START Supplied text
Tuesday, November 06, 2012



Cracking down on the tax cheats

With governments around the world imposing harsh austerity, attention is finally being paid to multinational tax cheats such as Starbucks, Facebook, and Apple, who take advantage of tax havens and cross-jurisdictional agreements to shirk their responsibilities. Their cheating deprives governments of revenue, and people can see that it is why their local library is being shut down, their hospital has queues, their school doesn't have computers. The level of outrage is now so high that even the UK's pro-tax-cheating Tories have been forced to act, with a new agreement with Germany to close the loopholes the cheats rely on:

Osborne said he and Schäuble, meeting at the G20 finance ministers' summit in Mexico, had called for "concerted international co-operation to strengthen international tax standards that at the minute may mean international companies can pay less tax than they would otherwise owe".

Neither was he eager to identity individual corporate culprits

[G]overnment sources said the spread of e-commerce, and the ponderous nature of international corporate tax rules had left governments trailing as multinationals shift profits around the globe.
END Supplied text
START Extracted information
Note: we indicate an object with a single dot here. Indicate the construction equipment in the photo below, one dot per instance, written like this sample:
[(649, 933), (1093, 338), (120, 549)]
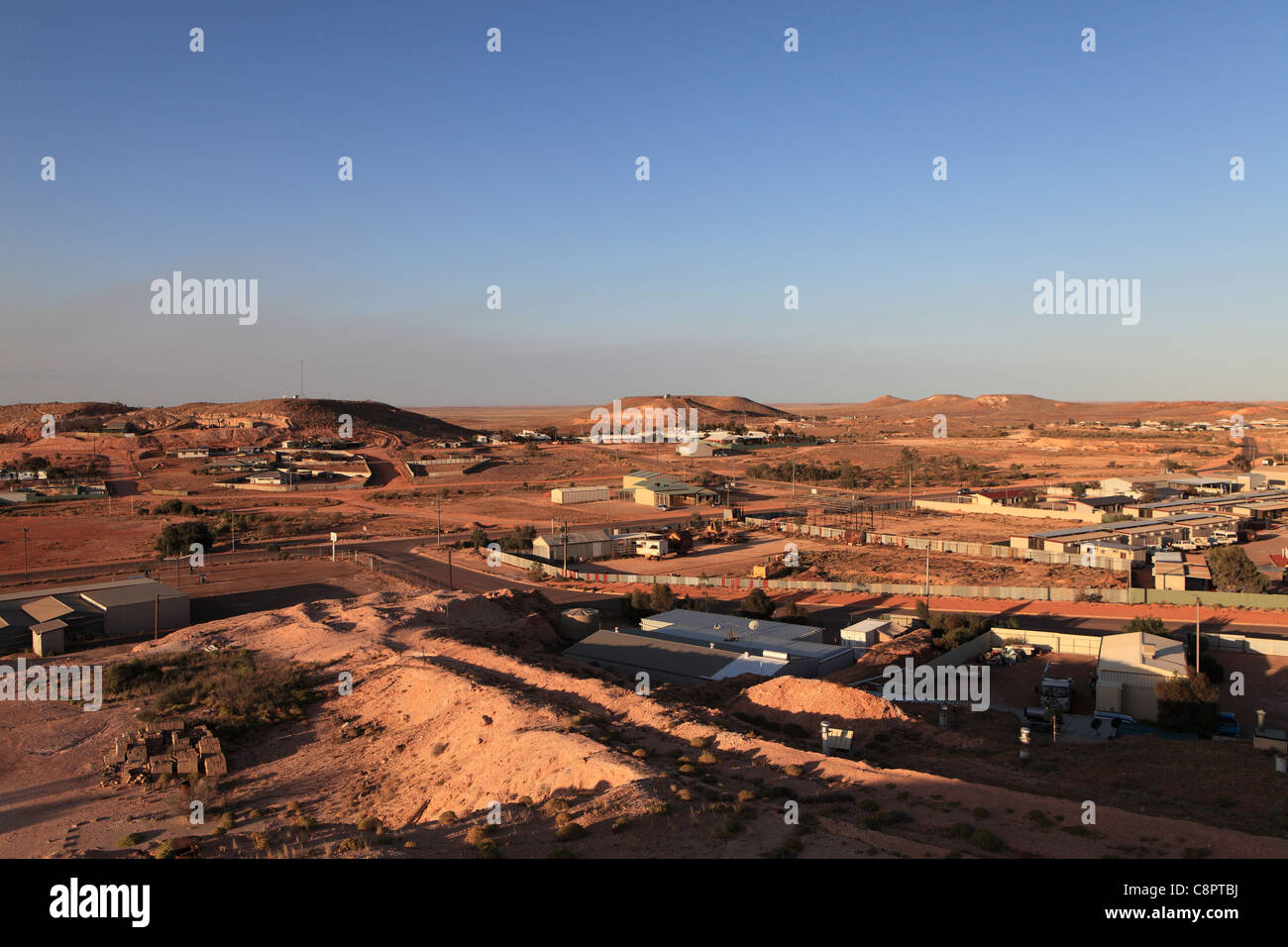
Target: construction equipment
[(716, 532), (652, 548), (681, 541)]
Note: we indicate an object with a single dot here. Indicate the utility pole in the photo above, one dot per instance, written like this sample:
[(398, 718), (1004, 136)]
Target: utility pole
[(1197, 664), (927, 574)]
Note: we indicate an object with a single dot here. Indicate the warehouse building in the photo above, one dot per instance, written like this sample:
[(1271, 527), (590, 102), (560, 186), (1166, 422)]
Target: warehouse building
[(1128, 668), (1136, 534), (571, 495), (1212, 504), (589, 544), (89, 612), (800, 646), (669, 663), (1179, 571)]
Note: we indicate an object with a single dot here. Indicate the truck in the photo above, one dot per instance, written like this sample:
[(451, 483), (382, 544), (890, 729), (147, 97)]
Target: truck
[(1055, 692), (652, 548)]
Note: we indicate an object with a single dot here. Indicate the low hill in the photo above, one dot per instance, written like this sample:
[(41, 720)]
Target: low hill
[(299, 416)]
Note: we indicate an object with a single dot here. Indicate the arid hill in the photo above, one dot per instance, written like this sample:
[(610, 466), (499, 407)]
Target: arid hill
[(436, 710), (1026, 407), (301, 416)]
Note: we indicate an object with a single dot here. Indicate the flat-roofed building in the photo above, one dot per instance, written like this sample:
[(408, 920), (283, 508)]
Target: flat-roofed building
[(91, 611), (588, 544), (669, 661), (1128, 668), (1177, 571), (802, 646)]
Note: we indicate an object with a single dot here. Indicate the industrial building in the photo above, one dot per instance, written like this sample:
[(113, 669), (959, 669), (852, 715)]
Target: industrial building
[(666, 661), (1129, 667), (863, 634), (88, 612), (800, 646), (1225, 504), (1181, 571), (1132, 532), (571, 495)]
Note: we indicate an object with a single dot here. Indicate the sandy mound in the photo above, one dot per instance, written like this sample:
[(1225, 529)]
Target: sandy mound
[(807, 702)]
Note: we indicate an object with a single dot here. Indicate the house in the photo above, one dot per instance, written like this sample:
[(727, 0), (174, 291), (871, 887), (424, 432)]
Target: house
[(589, 544), (1128, 668), (864, 634), (666, 661), (1095, 506), (802, 646)]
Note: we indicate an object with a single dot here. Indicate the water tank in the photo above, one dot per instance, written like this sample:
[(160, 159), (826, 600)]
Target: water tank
[(579, 622)]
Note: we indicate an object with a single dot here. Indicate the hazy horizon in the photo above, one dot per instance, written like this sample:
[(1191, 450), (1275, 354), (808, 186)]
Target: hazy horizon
[(518, 169)]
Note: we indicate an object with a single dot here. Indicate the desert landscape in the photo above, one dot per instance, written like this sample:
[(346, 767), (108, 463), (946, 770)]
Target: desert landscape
[(411, 697)]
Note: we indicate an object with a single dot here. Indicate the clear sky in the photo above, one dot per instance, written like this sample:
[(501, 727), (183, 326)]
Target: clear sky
[(516, 169)]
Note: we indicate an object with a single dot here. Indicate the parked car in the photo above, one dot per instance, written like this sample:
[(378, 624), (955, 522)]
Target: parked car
[(1227, 725)]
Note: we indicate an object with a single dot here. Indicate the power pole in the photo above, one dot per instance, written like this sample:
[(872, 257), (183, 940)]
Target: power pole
[(927, 574), (1197, 638)]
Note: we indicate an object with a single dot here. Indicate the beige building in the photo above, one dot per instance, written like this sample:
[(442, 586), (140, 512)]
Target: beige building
[(1129, 667)]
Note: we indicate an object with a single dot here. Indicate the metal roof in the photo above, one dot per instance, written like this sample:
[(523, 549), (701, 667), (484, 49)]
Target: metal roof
[(660, 655), (47, 608)]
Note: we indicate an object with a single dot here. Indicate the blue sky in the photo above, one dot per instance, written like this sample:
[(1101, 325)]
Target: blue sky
[(518, 169)]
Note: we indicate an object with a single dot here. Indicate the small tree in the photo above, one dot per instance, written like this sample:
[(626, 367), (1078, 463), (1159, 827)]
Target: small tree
[(758, 604), (1234, 571), (661, 599), (176, 539), (1149, 626), (1188, 702)]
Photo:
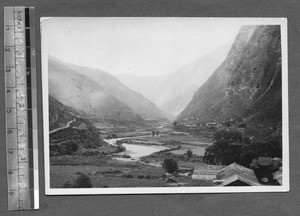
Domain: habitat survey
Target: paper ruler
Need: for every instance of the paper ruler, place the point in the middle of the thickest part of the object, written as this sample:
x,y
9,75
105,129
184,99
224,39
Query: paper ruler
x,y
21,108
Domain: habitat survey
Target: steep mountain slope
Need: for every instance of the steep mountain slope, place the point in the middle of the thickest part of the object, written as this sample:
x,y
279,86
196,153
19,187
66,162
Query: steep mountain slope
x,y
88,98
172,92
247,86
139,104
59,114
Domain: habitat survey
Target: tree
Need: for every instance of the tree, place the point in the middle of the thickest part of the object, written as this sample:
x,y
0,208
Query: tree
x,y
170,165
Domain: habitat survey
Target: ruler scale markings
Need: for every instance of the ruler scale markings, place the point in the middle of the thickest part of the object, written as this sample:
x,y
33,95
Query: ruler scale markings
x,y
21,137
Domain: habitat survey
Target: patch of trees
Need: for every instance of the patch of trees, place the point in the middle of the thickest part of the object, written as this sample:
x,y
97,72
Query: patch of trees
x,y
66,148
111,136
170,165
82,181
229,147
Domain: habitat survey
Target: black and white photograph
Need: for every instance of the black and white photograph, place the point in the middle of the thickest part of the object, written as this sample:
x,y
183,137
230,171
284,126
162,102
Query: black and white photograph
x,y
141,105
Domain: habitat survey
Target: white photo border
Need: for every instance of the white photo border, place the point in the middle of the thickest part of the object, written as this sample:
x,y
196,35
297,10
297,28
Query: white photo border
x,y
285,187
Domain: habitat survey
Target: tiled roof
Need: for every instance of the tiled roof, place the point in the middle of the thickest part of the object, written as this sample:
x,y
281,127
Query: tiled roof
x,y
235,172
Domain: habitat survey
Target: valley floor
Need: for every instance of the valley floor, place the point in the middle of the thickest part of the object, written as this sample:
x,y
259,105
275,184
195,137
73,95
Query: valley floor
x,y
132,169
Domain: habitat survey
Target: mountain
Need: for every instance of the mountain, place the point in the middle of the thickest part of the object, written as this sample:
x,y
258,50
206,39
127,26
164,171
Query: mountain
x,y
59,114
246,87
172,92
112,86
88,98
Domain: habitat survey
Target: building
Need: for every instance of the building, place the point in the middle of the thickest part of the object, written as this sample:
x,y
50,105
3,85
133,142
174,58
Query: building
x,y
208,172
236,175
278,176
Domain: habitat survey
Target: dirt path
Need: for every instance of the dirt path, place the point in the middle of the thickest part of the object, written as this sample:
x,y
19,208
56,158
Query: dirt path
x,y
61,128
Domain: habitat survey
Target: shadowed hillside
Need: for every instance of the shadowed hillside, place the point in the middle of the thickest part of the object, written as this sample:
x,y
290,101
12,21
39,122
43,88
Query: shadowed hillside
x,y
247,86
END Extracted information
■ Questions
[1] According to the post about cracking down on tax cheats, why have governments been left trailing as multinationals shift profits around the globe?
[2] Continue the post about cracking down on multinational tax cheats from where it stops.

■ Answers in order
[1] Government sources blamed the spread of e-commerce and the ponderous nature of international corporate tax rules. Together, these left governments behind as multinationals move profits across borders.

[2]
Osborne and Schäuble said they would back work by the Organisation for Economic Co-operation and Development to identify possible gaps in tax laws.


It remains to be seen whether anything comes of this, but at least they've been forced to give the appearance of action.

Meanwhile, New Zealand is also a victim of this sort of tax cheating. And we contribute to the problem through allowing foreign trusts to operate in secret and pay no tax in New Zealand. Its time we cracked down on this, and stopped enabling tax cheating and money laundering by opening up or closing down these trusts. We can hardly expect other countries to help us force companies to pay their proper taxes in New Zealand if we don't do the same in return.